:: Exercise directions ::
Give the records again word for word. Leave every picture out.

__________

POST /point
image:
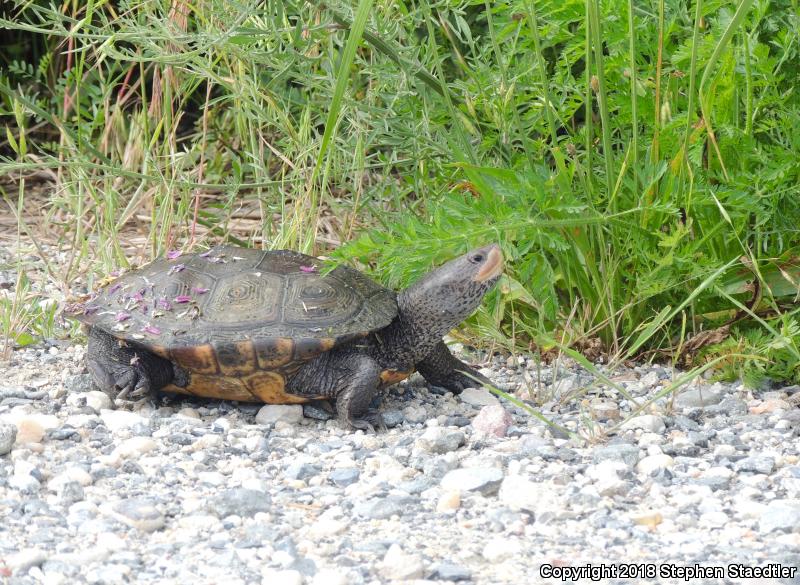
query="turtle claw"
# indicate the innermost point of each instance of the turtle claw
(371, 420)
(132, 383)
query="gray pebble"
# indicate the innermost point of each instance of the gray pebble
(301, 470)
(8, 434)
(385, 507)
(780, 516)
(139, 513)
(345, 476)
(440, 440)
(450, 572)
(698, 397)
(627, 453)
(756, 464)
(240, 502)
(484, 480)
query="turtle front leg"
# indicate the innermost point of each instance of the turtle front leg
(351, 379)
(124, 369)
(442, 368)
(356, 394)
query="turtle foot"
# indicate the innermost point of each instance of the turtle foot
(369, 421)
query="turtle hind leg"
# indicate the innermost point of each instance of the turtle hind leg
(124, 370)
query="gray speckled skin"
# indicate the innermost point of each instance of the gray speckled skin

__________

:: Answer to the exercise ::
POST /point
image:
query="turtle claw"
# indicate the innermost point of each instance of the turtle claw
(371, 420)
(132, 383)
query="gray pebble"
# indicate the innermost point of each instance of the gray pebble
(301, 470)
(8, 434)
(385, 507)
(780, 516)
(139, 513)
(345, 476)
(440, 440)
(450, 572)
(698, 397)
(627, 453)
(756, 464)
(240, 502)
(484, 480)
query="turtle front leg"
# indicate the innermost point of each instance of the turtle front leg
(351, 379)
(124, 369)
(442, 368)
(356, 394)
query="turtle foot"
# indicate the innermost point of each instance of the turtle foot
(369, 421)
query="turtle hind leg"
# indicate the innermost point of each instance of the turtle hind leg
(124, 370)
query="gray speckled skin"
# indicate the innermost point of each instance of the gray speckled skin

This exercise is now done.